[Start]

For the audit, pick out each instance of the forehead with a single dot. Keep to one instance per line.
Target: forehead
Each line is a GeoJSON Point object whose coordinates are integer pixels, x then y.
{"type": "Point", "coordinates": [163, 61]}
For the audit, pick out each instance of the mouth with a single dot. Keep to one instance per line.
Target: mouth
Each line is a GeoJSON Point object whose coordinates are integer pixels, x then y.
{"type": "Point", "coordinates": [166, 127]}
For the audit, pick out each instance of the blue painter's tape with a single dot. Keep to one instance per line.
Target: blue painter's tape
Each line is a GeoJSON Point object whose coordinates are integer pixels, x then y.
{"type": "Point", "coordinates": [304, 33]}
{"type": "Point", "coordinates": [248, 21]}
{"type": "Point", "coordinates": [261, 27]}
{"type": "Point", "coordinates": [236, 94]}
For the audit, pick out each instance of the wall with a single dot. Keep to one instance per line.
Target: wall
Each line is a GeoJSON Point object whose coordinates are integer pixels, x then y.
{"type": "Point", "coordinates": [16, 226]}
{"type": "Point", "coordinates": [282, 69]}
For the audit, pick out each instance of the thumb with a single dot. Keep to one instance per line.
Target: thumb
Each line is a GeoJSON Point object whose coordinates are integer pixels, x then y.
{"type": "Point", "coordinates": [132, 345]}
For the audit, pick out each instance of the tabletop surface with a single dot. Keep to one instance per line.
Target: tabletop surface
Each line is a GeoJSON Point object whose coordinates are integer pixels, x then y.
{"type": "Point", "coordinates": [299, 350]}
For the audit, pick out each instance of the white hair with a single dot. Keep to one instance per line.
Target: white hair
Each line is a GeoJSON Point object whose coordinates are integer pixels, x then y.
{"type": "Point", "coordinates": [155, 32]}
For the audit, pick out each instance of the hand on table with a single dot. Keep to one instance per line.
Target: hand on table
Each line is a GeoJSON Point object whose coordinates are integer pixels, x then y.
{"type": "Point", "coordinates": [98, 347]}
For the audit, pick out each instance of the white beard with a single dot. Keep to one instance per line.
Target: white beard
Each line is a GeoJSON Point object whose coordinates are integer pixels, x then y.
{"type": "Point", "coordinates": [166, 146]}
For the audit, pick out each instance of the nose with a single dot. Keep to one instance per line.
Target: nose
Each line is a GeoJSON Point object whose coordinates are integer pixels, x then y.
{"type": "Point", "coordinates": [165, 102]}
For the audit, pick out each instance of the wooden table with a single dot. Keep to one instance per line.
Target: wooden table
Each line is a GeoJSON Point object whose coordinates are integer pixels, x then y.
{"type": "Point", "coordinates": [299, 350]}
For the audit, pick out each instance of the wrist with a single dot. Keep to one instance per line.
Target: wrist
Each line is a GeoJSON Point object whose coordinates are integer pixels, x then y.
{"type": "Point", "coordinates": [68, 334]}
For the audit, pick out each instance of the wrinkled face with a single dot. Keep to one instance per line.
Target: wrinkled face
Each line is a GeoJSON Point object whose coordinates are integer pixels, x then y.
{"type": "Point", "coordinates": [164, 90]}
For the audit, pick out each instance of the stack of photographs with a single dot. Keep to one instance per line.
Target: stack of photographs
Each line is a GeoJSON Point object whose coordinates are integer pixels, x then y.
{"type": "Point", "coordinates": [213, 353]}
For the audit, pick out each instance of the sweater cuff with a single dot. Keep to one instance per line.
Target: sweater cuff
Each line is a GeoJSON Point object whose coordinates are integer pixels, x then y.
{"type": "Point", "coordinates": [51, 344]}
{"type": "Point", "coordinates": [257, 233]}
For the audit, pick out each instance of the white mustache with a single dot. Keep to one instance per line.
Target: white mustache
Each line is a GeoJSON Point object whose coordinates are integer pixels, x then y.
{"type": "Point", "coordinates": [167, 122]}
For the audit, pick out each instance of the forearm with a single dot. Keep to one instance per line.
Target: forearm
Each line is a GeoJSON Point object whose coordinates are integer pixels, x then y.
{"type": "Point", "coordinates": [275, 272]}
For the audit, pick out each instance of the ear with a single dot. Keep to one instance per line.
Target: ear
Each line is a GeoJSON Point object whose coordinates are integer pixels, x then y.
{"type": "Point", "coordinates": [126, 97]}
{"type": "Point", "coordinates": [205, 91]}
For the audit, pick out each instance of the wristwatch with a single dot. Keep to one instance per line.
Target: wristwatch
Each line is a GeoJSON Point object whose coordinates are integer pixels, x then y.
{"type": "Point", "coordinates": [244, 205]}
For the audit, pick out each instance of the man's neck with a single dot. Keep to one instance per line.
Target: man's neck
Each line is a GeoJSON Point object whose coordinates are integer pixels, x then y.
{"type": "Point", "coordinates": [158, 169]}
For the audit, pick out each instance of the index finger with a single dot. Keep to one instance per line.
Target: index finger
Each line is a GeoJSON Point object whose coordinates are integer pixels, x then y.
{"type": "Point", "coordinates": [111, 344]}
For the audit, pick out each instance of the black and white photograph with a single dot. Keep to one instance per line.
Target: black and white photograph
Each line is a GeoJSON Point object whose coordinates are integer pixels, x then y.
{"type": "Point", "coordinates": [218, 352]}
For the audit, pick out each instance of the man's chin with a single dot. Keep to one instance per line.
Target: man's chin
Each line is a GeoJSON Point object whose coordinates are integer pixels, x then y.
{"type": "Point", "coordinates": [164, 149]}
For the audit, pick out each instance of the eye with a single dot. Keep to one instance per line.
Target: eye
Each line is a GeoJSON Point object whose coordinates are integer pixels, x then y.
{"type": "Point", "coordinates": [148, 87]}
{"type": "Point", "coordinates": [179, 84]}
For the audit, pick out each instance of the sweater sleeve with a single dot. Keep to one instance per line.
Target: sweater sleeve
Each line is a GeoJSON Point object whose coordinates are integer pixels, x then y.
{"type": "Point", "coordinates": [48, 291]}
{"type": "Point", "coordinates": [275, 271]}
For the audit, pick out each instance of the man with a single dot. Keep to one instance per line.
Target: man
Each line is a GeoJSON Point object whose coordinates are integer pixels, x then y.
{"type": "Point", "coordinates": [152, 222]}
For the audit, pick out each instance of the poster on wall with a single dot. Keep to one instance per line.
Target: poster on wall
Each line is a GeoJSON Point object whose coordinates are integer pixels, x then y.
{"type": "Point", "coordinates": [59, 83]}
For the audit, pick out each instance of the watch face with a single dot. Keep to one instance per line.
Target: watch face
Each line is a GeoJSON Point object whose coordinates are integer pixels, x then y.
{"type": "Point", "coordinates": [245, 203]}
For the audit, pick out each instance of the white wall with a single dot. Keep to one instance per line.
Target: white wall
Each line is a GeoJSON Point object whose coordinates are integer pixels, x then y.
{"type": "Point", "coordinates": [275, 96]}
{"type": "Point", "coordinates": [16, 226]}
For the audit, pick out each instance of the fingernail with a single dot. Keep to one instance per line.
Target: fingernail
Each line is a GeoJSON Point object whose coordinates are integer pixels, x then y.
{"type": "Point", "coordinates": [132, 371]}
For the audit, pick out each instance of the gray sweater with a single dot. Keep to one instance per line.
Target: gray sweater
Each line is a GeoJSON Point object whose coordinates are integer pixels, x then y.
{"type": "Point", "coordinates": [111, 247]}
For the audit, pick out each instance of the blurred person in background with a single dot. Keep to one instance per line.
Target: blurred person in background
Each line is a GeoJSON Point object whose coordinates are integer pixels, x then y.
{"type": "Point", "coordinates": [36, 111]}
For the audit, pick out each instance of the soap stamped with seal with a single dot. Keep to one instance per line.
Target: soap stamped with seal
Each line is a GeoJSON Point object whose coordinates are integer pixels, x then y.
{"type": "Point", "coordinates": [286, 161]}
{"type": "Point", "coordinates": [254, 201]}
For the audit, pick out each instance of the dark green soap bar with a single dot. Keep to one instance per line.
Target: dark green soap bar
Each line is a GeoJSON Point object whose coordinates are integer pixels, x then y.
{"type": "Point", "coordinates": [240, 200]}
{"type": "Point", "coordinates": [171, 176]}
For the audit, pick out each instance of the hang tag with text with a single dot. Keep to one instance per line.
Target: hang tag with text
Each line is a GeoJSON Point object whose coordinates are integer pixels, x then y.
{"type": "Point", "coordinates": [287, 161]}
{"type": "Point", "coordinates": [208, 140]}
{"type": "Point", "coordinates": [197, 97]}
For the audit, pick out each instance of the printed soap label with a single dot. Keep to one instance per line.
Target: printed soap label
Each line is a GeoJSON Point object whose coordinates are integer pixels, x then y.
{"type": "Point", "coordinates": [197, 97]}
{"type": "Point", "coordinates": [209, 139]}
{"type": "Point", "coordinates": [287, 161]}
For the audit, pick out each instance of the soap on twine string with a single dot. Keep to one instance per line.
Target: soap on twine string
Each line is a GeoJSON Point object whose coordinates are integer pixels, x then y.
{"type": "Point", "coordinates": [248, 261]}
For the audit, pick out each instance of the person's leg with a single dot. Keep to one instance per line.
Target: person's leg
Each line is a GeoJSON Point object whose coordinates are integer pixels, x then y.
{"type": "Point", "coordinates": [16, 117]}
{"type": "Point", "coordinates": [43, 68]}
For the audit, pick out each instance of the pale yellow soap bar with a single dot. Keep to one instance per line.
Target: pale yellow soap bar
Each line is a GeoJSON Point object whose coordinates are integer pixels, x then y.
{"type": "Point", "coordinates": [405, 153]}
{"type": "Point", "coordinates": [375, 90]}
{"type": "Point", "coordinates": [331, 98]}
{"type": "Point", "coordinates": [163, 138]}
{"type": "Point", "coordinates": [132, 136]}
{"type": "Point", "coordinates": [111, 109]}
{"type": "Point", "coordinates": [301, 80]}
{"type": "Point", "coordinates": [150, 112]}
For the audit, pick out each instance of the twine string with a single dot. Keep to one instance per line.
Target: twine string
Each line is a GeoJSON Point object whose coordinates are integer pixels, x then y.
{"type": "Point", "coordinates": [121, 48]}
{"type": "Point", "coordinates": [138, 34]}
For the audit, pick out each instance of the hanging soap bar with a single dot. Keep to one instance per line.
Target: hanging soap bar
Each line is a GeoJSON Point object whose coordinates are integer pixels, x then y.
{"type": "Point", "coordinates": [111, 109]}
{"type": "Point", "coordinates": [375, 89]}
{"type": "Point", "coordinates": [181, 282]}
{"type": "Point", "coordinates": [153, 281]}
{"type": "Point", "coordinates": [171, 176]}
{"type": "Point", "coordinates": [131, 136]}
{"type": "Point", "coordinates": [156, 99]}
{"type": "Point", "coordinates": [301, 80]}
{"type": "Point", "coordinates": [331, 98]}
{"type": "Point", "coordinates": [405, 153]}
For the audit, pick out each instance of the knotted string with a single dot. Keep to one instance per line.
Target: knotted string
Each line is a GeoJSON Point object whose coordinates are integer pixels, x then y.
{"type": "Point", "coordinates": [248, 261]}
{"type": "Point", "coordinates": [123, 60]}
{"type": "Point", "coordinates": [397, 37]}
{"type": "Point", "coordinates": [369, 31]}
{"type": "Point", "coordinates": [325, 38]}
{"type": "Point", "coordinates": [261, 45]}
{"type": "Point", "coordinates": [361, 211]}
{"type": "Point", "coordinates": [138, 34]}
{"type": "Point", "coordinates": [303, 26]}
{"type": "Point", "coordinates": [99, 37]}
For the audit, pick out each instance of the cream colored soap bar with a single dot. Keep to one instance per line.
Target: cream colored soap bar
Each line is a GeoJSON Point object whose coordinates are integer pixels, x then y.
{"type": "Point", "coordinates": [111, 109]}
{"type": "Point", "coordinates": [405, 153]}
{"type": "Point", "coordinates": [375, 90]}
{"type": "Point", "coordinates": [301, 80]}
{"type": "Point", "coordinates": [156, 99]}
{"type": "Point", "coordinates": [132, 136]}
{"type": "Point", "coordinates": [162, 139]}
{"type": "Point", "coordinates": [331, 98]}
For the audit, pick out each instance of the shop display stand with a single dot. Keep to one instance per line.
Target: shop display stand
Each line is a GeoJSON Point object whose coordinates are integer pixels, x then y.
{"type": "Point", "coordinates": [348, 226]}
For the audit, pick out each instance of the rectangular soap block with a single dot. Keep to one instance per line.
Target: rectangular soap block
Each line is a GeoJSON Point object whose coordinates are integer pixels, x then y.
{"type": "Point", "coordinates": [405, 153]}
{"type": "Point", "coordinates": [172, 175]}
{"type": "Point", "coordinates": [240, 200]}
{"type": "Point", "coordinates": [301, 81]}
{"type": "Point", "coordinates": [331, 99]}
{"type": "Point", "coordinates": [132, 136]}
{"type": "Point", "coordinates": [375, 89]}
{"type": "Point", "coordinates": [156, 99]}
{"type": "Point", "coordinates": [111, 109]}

[End]

Directions: Find each line in the data above that contains the word "blue" and copy those lines out. Treat uppercase and lowercase letters as different.

Response for this exercise:
For the audit, pick out each instance of the blue painter's tape with a single dot. Keep to one instance per line.
Target: blue painter's tape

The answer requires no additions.